* **Description of the task**
Gather every line below that contains the word "roof" and copy each one in full.

[start of Source data]

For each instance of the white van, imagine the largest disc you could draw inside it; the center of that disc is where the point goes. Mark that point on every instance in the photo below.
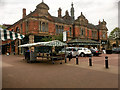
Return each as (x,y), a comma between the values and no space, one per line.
(82,51)
(72,50)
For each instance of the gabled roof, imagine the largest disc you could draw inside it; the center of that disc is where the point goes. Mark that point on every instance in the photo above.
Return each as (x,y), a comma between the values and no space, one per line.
(61,20)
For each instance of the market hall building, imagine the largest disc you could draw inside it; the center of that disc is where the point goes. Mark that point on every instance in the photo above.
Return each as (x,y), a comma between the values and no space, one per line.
(40,23)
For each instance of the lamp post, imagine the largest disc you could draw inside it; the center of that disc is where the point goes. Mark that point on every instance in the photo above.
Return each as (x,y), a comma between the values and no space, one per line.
(65,40)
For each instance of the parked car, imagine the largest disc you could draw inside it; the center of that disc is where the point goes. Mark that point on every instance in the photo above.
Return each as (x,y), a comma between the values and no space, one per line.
(116,50)
(82,51)
(70,50)
(95,52)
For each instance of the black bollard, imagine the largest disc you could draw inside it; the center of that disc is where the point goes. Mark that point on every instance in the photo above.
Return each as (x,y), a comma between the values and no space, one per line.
(77,59)
(65,59)
(90,60)
(69,57)
(106,62)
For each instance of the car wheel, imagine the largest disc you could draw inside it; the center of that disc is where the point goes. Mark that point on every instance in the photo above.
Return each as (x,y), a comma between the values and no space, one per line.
(82,54)
(92,54)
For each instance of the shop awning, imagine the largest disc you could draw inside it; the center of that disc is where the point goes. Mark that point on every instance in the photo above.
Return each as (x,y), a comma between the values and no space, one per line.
(6,34)
(83,42)
(49,43)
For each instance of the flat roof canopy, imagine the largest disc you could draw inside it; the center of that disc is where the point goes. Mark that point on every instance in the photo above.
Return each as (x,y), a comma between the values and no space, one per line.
(83,42)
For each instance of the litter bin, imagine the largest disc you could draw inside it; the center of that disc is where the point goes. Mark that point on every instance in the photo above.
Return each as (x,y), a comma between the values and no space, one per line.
(27,56)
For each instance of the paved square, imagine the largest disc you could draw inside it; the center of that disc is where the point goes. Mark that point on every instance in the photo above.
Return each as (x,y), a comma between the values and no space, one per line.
(43,74)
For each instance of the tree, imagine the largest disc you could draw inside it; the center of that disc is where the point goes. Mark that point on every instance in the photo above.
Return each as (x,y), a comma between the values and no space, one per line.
(2,26)
(58,37)
(45,39)
(115,34)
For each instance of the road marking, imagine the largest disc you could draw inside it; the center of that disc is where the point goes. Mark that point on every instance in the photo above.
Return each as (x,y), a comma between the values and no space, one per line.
(97,67)
(6,65)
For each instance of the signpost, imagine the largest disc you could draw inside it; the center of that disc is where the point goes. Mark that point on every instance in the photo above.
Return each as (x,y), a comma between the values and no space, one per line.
(65,39)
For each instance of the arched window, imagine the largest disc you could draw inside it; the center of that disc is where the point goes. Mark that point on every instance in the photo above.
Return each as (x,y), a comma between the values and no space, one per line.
(43,27)
(12,30)
(46,27)
(59,31)
(56,29)
(17,29)
(27,26)
(70,31)
(40,26)
(82,31)
(62,29)
(21,28)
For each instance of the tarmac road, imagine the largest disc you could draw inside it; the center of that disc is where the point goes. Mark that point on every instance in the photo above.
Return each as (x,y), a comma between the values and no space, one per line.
(19,74)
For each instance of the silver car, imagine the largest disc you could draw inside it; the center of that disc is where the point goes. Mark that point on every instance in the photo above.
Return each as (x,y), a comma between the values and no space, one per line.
(70,50)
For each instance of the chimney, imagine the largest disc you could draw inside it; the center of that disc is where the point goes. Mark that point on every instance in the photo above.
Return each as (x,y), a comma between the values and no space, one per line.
(99,22)
(24,12)
(59,12)
(66,13)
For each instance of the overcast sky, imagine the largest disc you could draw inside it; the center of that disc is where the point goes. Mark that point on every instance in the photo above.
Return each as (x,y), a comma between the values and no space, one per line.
(93,10)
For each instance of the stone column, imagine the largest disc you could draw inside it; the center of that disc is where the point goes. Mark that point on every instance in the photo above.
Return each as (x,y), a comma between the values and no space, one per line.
(20,48)
(16,46)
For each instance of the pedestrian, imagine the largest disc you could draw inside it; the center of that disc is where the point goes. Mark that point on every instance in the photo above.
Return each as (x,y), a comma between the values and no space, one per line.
(103,50)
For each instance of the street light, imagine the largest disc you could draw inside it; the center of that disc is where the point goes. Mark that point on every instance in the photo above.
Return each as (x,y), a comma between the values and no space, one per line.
(65,39)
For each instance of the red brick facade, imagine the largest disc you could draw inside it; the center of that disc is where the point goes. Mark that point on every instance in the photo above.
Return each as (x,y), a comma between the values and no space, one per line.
(41,23)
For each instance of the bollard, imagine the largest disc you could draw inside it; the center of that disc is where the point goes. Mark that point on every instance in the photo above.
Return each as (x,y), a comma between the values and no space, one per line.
(90,60)
(77,59)
(106,62)
(69,56)
(65,59)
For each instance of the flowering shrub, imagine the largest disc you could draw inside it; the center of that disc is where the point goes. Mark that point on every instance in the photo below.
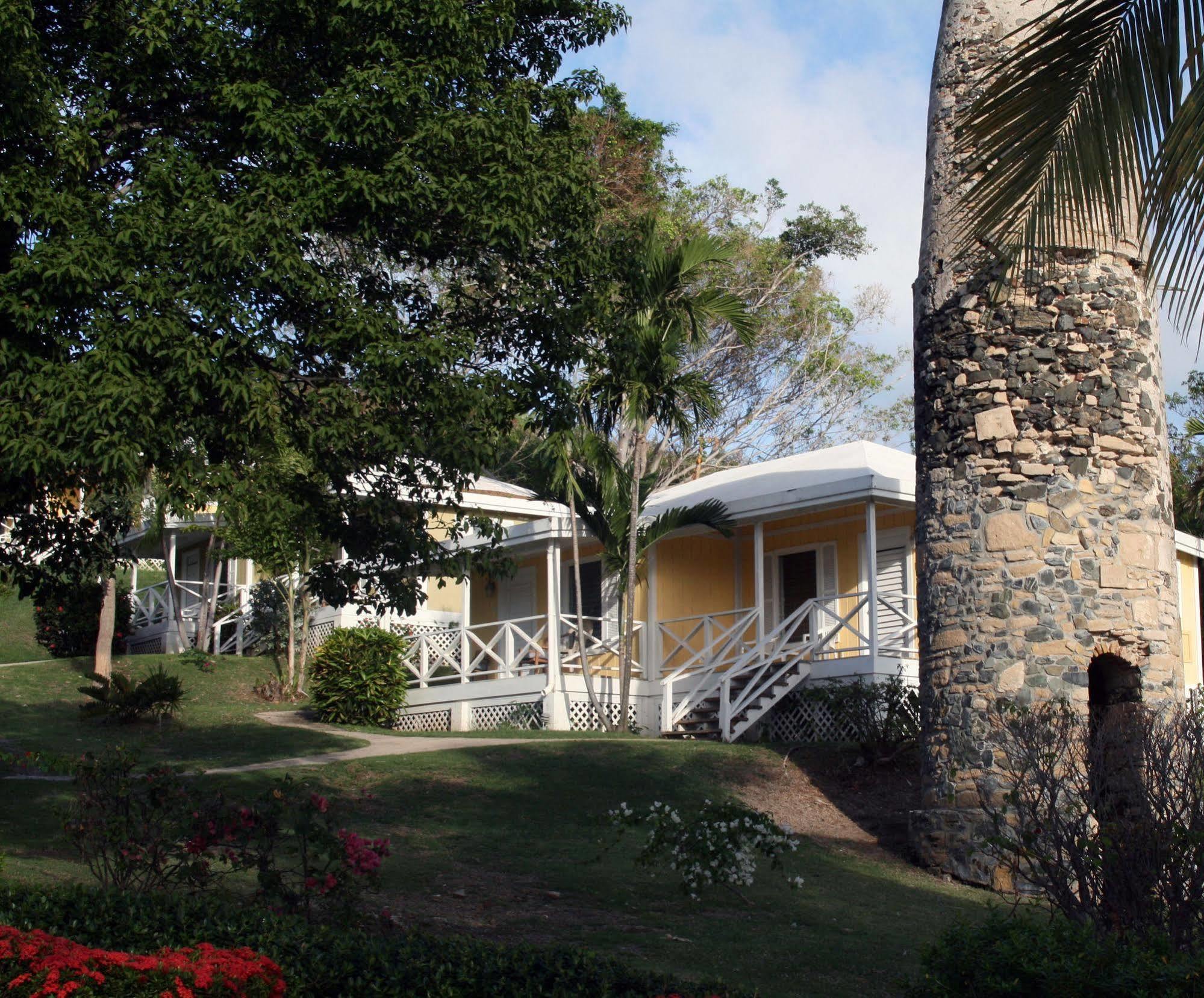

[end of Source data]

* **Task answer**
For each instance of the gabled roof, imagine the largest disc you could draw inside it; the center of that disc is where the point goes. Mark that point on every instance in the photo above.
For each instance of the flat roof canopy, imagine the largest disc you could draw inside it; the center of that disc is where the point goes. Mark that point on every instance in the photo above.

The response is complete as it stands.